BEGIN PROVIDED DATA

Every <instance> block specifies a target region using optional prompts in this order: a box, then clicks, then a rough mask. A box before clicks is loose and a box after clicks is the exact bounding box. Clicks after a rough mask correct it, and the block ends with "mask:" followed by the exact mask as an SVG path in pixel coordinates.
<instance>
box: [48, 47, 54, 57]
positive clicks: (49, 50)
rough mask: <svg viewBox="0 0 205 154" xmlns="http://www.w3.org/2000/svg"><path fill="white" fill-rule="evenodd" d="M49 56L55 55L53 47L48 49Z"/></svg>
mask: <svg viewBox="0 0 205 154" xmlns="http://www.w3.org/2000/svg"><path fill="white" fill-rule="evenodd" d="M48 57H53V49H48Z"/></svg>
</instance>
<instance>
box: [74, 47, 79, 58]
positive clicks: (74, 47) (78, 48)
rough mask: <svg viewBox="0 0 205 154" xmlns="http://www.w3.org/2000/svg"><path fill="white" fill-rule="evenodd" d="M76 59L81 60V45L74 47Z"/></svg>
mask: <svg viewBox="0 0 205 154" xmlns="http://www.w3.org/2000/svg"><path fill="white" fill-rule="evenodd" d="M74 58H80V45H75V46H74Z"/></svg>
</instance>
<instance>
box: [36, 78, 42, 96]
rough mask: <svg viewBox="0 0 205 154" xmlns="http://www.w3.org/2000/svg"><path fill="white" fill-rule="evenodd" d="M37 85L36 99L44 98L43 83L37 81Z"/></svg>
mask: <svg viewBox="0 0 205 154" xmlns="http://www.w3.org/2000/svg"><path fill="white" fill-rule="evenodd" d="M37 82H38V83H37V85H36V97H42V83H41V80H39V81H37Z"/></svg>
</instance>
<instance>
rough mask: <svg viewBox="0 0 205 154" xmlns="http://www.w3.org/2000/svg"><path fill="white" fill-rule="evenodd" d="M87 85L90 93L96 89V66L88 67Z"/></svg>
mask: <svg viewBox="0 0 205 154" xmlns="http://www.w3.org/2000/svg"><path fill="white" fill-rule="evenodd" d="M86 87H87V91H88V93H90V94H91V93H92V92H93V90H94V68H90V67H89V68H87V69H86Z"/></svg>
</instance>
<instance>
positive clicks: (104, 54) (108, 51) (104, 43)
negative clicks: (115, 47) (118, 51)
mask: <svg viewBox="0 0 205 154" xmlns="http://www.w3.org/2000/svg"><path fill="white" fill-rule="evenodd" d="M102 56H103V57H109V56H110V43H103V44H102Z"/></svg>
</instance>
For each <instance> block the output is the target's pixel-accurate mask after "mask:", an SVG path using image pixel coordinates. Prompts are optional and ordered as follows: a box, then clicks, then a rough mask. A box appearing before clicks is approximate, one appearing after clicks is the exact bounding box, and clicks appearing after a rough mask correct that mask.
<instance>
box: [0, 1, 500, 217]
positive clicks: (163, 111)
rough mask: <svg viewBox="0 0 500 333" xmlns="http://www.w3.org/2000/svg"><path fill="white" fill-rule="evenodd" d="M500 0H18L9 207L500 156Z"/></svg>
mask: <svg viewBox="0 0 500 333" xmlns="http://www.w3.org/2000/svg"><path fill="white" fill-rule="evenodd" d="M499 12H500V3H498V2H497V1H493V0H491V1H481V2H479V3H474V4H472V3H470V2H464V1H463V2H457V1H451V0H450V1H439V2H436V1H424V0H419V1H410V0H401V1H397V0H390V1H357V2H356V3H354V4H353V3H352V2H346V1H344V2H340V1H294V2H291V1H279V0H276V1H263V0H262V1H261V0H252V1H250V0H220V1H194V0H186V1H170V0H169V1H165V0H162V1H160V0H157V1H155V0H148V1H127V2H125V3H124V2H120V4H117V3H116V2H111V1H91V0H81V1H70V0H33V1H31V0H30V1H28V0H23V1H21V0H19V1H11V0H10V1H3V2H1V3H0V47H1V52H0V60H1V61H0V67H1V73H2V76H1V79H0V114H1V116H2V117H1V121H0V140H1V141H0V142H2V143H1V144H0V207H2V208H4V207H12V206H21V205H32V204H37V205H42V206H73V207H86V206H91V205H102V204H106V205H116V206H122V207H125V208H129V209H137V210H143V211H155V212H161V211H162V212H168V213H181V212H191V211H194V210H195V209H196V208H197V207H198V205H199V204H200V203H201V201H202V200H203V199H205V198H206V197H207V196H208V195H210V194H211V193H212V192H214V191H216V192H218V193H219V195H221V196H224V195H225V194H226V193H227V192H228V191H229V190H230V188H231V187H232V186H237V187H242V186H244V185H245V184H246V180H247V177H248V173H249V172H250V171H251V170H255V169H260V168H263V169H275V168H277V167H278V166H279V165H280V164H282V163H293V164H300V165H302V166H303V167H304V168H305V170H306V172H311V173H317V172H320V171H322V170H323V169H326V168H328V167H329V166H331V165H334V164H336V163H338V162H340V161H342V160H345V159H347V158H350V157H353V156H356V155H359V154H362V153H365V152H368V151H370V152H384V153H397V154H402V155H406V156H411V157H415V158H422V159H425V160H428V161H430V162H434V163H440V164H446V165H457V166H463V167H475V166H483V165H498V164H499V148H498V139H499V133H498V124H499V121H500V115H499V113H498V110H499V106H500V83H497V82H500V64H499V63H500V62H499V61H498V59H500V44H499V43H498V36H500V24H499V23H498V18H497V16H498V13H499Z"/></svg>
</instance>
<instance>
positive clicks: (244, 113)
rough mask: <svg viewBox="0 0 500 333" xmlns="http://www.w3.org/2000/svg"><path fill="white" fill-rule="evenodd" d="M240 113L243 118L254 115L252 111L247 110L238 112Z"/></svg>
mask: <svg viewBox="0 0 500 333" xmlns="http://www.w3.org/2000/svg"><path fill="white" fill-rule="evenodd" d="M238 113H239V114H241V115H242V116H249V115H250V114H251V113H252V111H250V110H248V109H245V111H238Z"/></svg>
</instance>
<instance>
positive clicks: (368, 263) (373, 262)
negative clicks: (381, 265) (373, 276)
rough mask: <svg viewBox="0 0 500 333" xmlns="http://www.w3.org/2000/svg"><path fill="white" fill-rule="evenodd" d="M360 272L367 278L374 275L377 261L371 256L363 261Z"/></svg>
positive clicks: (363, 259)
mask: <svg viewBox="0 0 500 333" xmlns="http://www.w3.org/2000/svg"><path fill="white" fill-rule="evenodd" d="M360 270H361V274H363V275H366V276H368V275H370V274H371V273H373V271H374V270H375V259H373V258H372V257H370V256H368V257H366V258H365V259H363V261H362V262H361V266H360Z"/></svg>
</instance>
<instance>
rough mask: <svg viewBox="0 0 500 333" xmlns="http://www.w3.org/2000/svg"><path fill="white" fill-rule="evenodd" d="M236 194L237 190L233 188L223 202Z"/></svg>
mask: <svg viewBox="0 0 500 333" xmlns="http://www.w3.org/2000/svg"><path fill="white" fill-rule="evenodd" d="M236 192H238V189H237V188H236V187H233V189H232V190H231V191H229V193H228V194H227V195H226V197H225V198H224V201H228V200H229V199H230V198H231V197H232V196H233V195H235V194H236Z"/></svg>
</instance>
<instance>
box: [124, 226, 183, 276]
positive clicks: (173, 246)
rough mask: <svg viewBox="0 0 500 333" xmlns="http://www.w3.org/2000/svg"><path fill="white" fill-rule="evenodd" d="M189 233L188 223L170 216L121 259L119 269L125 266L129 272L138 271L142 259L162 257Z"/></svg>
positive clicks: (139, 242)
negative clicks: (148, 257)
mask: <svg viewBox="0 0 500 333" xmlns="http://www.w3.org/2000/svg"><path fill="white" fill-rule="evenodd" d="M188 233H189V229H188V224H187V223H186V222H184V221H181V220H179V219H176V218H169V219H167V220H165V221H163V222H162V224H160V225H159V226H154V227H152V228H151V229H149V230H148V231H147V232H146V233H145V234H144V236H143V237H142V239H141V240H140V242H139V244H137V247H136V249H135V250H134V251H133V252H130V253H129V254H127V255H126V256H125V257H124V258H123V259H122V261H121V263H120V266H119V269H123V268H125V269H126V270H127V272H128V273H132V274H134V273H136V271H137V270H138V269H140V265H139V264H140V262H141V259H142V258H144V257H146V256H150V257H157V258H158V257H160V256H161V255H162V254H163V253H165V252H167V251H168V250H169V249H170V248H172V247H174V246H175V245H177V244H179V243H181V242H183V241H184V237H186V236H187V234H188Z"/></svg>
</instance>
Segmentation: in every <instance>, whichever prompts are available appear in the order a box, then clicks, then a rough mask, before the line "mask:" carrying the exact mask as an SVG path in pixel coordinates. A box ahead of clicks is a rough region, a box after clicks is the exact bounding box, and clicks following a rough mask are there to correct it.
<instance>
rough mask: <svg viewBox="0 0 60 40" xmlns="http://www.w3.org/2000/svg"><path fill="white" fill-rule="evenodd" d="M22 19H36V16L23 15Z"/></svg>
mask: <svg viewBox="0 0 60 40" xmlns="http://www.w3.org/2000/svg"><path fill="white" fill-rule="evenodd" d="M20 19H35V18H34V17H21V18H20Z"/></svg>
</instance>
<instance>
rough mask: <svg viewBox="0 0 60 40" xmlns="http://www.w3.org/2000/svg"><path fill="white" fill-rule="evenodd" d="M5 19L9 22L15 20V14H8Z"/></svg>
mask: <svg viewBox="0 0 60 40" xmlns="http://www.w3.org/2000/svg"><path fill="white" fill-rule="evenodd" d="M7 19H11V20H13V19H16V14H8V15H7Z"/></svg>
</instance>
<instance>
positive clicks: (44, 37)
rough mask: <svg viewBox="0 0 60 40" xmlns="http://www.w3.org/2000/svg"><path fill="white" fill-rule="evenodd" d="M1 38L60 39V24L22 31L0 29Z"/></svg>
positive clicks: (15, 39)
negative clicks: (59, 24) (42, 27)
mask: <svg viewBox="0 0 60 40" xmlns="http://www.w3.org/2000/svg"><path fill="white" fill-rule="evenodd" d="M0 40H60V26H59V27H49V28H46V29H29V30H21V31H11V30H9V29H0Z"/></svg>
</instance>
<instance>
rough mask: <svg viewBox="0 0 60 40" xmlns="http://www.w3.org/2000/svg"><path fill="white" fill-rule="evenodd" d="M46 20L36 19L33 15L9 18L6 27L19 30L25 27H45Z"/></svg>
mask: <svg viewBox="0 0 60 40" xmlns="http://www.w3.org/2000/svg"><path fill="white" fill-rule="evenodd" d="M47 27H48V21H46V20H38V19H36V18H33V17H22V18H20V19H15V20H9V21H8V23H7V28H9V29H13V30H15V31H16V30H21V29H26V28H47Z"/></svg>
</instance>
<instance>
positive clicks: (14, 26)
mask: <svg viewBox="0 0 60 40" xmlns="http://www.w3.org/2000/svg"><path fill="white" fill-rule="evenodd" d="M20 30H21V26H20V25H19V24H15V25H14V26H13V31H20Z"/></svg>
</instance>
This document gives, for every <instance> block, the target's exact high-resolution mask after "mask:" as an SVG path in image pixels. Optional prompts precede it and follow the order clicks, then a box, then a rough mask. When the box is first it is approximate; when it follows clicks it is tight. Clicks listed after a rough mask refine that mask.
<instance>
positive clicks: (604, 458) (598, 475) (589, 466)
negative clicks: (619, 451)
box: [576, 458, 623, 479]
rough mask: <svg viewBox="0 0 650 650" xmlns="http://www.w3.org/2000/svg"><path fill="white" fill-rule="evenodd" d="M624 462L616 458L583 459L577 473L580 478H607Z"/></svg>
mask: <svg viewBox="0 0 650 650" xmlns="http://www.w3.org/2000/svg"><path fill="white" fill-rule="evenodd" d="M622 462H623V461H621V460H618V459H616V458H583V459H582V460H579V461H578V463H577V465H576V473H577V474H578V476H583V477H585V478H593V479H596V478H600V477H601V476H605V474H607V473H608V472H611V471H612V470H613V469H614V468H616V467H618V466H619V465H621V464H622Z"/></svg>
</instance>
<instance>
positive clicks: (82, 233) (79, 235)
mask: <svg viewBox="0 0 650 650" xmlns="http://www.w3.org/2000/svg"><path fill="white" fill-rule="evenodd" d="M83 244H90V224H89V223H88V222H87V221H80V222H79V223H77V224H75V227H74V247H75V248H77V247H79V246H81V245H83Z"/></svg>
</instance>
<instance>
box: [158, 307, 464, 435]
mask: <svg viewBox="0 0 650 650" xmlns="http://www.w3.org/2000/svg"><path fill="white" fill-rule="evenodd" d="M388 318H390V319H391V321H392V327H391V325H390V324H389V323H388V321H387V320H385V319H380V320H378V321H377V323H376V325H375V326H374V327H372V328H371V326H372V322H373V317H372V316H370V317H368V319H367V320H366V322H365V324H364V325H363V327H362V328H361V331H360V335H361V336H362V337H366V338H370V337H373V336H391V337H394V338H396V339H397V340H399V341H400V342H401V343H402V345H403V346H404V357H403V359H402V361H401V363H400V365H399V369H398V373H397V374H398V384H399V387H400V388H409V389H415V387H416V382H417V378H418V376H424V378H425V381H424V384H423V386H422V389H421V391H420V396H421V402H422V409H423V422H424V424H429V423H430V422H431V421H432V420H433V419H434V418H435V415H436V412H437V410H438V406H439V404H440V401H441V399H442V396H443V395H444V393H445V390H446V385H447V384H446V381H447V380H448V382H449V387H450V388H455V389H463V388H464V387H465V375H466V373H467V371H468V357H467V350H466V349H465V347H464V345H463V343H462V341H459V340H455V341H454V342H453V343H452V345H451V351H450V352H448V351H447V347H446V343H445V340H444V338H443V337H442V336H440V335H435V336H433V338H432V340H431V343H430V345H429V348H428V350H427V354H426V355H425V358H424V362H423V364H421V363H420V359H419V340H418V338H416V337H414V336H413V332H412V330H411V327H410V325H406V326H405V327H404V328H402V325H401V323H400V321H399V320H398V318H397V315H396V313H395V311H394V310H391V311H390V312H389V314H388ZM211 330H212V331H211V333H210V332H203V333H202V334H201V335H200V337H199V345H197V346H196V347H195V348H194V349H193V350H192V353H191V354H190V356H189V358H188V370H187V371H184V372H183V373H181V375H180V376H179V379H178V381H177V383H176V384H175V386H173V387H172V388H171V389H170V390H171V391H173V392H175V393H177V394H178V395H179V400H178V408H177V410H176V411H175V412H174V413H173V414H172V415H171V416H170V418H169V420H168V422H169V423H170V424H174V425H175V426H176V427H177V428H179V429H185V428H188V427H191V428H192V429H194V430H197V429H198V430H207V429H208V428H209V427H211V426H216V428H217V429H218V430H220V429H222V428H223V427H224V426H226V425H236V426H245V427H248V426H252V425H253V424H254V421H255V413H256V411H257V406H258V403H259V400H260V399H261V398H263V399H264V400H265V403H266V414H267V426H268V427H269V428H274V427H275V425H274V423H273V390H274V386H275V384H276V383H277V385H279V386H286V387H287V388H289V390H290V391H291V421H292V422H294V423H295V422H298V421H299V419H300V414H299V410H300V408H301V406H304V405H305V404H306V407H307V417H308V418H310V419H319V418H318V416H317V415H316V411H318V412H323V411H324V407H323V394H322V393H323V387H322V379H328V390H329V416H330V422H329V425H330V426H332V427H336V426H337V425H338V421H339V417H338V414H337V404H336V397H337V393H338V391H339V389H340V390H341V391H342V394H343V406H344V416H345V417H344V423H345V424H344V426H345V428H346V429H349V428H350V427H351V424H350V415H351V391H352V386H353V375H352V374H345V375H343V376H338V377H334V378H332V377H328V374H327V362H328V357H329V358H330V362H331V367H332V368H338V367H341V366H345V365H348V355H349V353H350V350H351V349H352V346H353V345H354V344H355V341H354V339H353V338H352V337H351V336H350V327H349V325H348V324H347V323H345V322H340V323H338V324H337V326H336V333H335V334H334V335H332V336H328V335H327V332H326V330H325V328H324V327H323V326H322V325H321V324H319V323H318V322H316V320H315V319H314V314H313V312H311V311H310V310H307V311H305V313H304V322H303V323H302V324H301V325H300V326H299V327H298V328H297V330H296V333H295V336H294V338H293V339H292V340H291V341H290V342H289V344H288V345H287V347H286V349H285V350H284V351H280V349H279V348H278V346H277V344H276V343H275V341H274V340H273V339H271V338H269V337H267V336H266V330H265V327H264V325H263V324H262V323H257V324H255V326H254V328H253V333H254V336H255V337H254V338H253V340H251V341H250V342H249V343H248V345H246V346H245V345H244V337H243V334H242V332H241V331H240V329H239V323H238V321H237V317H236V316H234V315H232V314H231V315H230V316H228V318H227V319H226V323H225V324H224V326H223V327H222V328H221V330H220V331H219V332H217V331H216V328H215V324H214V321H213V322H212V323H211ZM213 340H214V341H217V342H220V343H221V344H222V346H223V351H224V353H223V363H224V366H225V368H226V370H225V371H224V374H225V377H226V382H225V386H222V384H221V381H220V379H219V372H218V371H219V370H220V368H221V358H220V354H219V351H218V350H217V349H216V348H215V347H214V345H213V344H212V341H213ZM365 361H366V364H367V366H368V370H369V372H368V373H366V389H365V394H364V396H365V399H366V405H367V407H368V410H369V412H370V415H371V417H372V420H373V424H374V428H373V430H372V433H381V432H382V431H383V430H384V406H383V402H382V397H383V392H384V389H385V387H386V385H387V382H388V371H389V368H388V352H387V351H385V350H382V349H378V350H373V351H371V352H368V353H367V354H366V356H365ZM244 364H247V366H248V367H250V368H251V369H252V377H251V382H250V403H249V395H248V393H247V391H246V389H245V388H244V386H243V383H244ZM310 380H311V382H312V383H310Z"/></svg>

END PROVIDED DATA

In exact wording, restate the lines of the data above from the first through the one holding "box: [74, 47, 79, 58]", and stop after that line.

> _TASK SOLUTION_:
Every <instance> block specifies a target region using optional prompts in this order: a box, then clicks, then a rough mask. A box before clicks is loose and a box after clicks is the exact bounding box. Clicks after a rough mask correct it, and the block ends with "mask:" followed by the exact mask as an SVG path in pixel coordinates.
<instance>
box: [48, 47, 54, 57]
positive clicks: (49, 50)
rough mask: <svg viewBox="0 0 205 154" xmlns="http://www.w3.org/2000/svg"><path fill="white" fill-rule="evenodd" d="M49 56L55 55L53 47L48 49Z"/></svg>
mask: <svg viewBox="0 0 205 154" xmlns="http://www.w3.org/2000/svg"><path fill="white" fill-rule="evenodd" d="M48 57H53V49H48Z"/></svg>
</instance>
<instance>
box: [74, 47, 79, 58]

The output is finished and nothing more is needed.